#### BRIEF:
Rewrite the lines below as a numbered list, skipping blank lines and leaving the pictures out.

#### INFORMATION SUPPLIED:
⟨

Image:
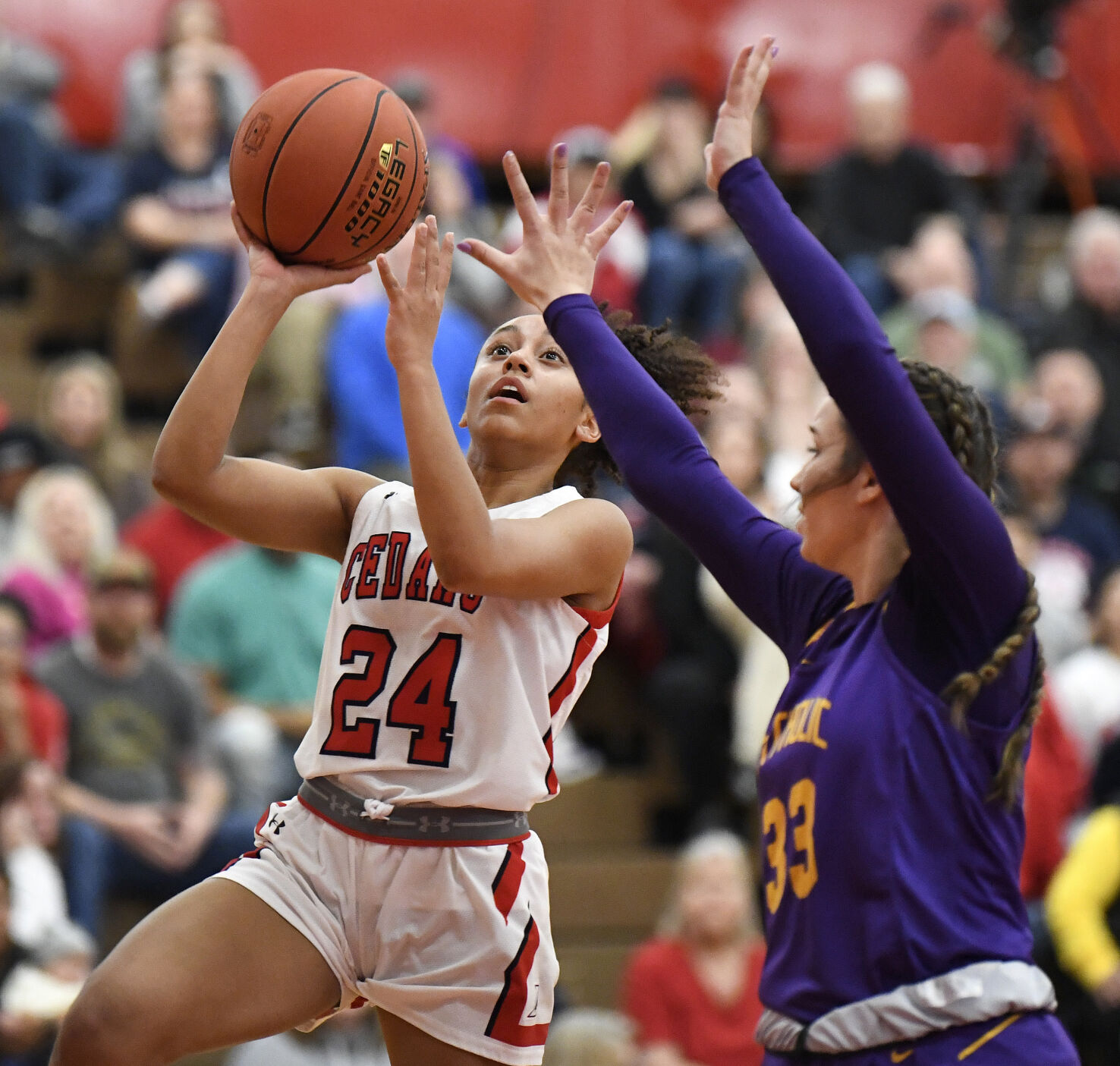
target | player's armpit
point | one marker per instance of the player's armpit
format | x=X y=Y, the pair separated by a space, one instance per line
x=576 y=552
x=275 y=505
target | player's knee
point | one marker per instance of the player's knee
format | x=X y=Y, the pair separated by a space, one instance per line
x=109 y=1027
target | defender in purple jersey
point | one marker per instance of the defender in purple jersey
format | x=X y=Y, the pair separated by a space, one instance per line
x=889 y=777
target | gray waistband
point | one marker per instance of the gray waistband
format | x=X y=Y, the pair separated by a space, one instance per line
x=435 y=825
x=978 y=992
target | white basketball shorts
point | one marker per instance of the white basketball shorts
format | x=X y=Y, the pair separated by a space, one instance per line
x=454 y=939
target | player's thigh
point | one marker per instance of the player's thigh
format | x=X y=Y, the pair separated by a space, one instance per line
x=214 y=967
x=409 y=1046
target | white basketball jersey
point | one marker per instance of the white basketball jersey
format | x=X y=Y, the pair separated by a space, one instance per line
x=442 y=698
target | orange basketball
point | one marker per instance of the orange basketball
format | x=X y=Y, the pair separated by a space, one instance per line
x=329 y=167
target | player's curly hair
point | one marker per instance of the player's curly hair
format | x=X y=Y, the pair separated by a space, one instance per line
x=964 y=420
x=679 y=365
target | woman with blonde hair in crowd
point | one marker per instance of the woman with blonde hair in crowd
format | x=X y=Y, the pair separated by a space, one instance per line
x=588 y=1036
x=63 y=523
x=692 y=990
x=194 y=36
x=82 y=412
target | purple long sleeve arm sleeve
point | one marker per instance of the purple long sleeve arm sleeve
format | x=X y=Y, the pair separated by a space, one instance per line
x=961 y=559
x=666 y=466
x=960 y=590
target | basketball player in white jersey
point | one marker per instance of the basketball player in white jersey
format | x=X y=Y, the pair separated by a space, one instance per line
x=467 y=616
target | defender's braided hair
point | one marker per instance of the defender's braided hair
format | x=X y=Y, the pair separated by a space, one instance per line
x=964 y=420
x=679 y=365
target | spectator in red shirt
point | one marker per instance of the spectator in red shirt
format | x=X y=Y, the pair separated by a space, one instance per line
x=173 y=543
x=692 y=991
x=1056 y=783
x=33 y=722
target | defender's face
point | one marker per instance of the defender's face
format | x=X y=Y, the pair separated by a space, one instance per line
x=524 y=388
x=825 y=486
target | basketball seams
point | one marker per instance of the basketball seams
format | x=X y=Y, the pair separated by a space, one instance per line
x=350 y=177
x=284 y=140
x=416 y=171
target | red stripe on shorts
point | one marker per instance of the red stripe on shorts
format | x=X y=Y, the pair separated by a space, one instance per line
x=508 y=882
x=505 y=1021
x=551 y=781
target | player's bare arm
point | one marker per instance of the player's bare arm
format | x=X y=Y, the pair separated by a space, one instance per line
x=256 y=501
x=578 y=551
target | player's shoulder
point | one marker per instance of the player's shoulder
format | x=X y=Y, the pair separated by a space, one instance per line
x=597 y=517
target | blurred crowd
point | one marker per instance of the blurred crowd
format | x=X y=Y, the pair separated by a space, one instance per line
x=155 y=678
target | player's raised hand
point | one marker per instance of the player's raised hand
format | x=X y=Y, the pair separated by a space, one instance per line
x=289 y=281
x=731 y=140
x=414 y=307
x=559 y=250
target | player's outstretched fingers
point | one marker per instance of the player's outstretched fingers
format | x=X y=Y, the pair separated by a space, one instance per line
x=445 y=263
x=487 y=256
x=388 y=278
x=418 y=263
x=590 y=202
x=431 y=253
x=757 y=71
x=737 y=79
x=522 y=197
x=599 y=237
x=558 y=187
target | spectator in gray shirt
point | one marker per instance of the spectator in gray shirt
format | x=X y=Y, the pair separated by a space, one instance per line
x=146 y=804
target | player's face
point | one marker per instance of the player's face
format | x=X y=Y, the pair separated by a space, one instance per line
x=825 y=484
x=524 y=388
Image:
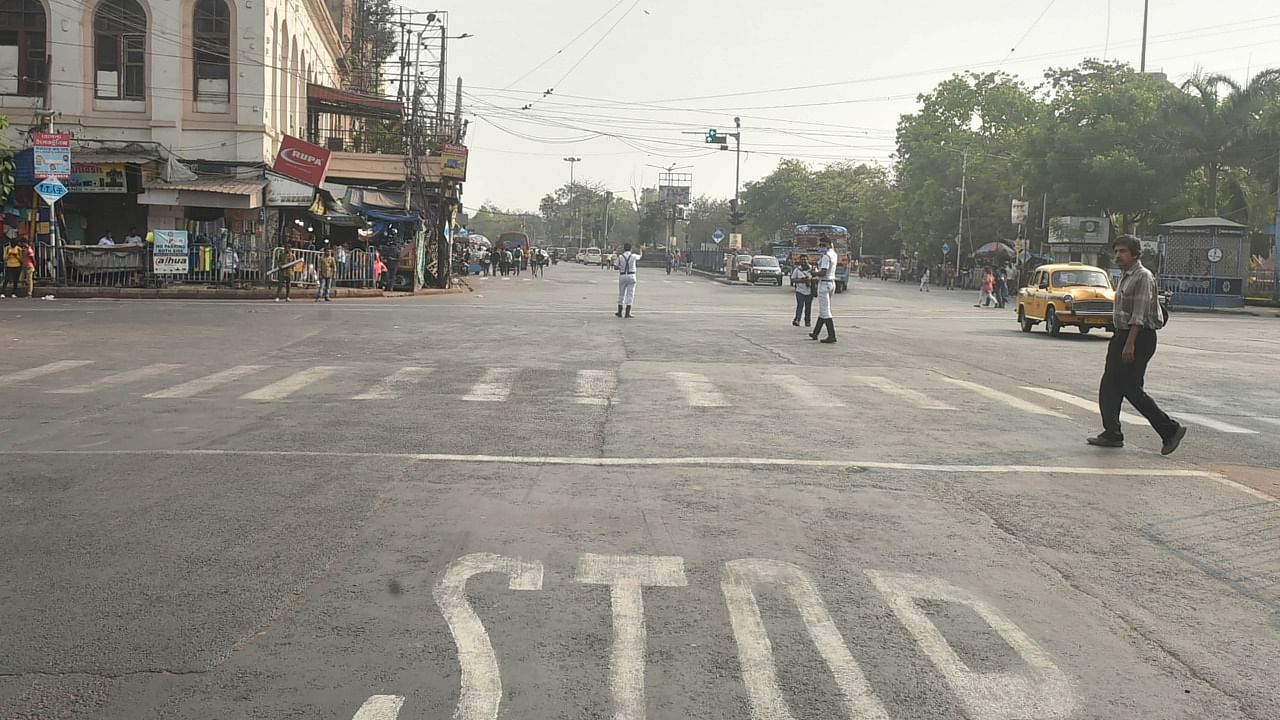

⟩

#### EXERCISE SOLUTION:
1. Image:
2. target | player's armpit
3. point | one marker per instance of the player's armpit
4. format | x=X y=Y, the pair separated by a space, one instance per line
5. x=576 y=552
6. x=275 y=505
7. target | player's knee
8. point | one marker per instance of the player's knee
9. format | x=X y=Y, the pair separated by a space, one instance per line
10. x=109 y=1027
11. target | defender in purple jersey
12. point | one marker per instance of the defender in purple jersey
13. format | x=X y=Y, the pair separated by a space, one instance per line
14. x=889 y=777
15. target | gray waistband
16. point | one marker per instance of the gray waistband
17. format | x=X y=Y, the pair separated by a space, one instance per line
18. x=435 y=825
19. x=978 y=992
20. target | white basketball shorts
21. point | one marker per instance of the white basketball shorts
22. format | x=X y=Y, the pair separated by a space, one instance per line
23. x=454 y=939
24. target | player's thigh
25. point | one marker per instance of the player's thigh
26. format | x=X y=Y, the pair separated by a space, one instance per line
27. x=214 y=967
28. x=409 y=1046
29. target | white basketball jersey
30. point | one marker per instance of the white basketball jersey
31. format | x=X y=Y, the pair separated by a space, one instance per line
32. x=442 y=698
33. target | orange basketball
34. point | one marker per instance of the orange basketball
35. format | x=X y=Y, the pair separated by a space, one instance per line
36. x=329 y=167
37. target | player's curly hair
38. point | one marker per instance of the player's curly hair
39. format | x=X y=Y, the pair separated by a space, one instance per line
40. x=964 y=420
41. x=679 y=365
42. target | woman with blonde hair in crowd
43. point | one marker per instance of the woman with blonde hair in crowd
44. format | x=X y=Y, the pair separated by a space, one instance per line
45. x=588 y=1036
46. x=63 y=523
47. x=692 y=990
48. x=194 y=36
49. x=82 y=412
50. target | purple long sleeve arm sleeve
51. point | one marker per instance of the purple long sleeve arm sleeve
52. format | x=X y=Y, the pair separated by a space, one instance per line
53. x=961 y=559
54. x=666 y=466
55. x=960 y=590
56. target | basketball player in white jersey
57. point | one marker per instance of the basketball player in white jersey
58. format | x=X y=Y, the pair separated by a space, one instance per line
59. x=467 y=616
60. target | defender's braided hair
61. point | one marker per instance of the defender's braided hair
62. format | x=X y=Y, the pair separated by a space, one instance per line
63. x=964 y=420
64. x=679 y=365
65. target | spectator in red shirt
66. point | one marker per instance of the spectator in red shirt
67. format | x=X y=Y, the pair separated by a space, one instance per line
68. x=173 y=543
69. x=692 y=991
70. x=1056 y=783
71. x=33 y=722
72. target | defender's face
73. point | one marker per instance of the defender's face
74. format | x=X y=Y, the pair separated by a space, one instance per line
75. x=524 y=388
76. x=825 y=486
77. target | basketball seams
78. point | one marker per instance of the basketball seams
79. format | x=X y=Y, the pair separated by a space, one instance per line
80. x=350 y=177
81. x=284 y=140
82. x=416 y=171
83. target | red stripe on shorts
84. point | one marker per instance of the red stripe on shorts
85. format | x=X y=Y, the pair separated by a space, one instance per line
86. x=508 y=882
87. x=505 y=1021
88. x=551 y=781
89. target | player's bare arm
90. point | one marker per instance of the player's bare arm
91. format | x=X y=Y, the pair separated by a space, one instance per line
92. x=256 y=501
93. x=578 y=551
94. target | player's shoulder
95. point | one marker per instance of the player's shoulder
96. format | x=X y=Y, the pair separated by a space, one instance per line
97. x=597 y=517
98. target | blurred crowd
99. point | one marker per instance of the blurred crowd
100. format | x=X y=Y, the pair separated by a space, one instance per line
101. x=155 y=678
102. target | player's raised hand
103. point | one marker per instance of the player's raised hand
104. format | x=X y=Y, the pair separated by a space, one instance per line
105. x=289 y=281
106. x=731 y=140
107. x=414 y=307
108. x=559 y=250
109. target | player's outstretched fingers
110. point | one marker per instance of the player's outstretched fingers
111. format | x=X y=Y, the pair separated by a space, one instance per line
112. x=445 y=263
113. x=487 y=256
114. x=388 y=278
115. x=418 y=263
116. x=590 y=202
117. x=431 y=253
118. x=757 y=71
119. x=737 y=79
120. x=522 y=197
121. x=599 y=237
122. x=558 y=187
123. target | spectator in gray shirt
124. point | one marker per instance of the spectator in gray shirt
125. format | x=X y=Y, the pair separated by a space, one instance per line
126. x=146 y=804
127. target | player's face
128. point | one marker per instance of the player's face
129. format | x=X y=Y, the pair separated by a space, one instance per line
130. x=825 y=484
131. x=524 y=388
132. Image:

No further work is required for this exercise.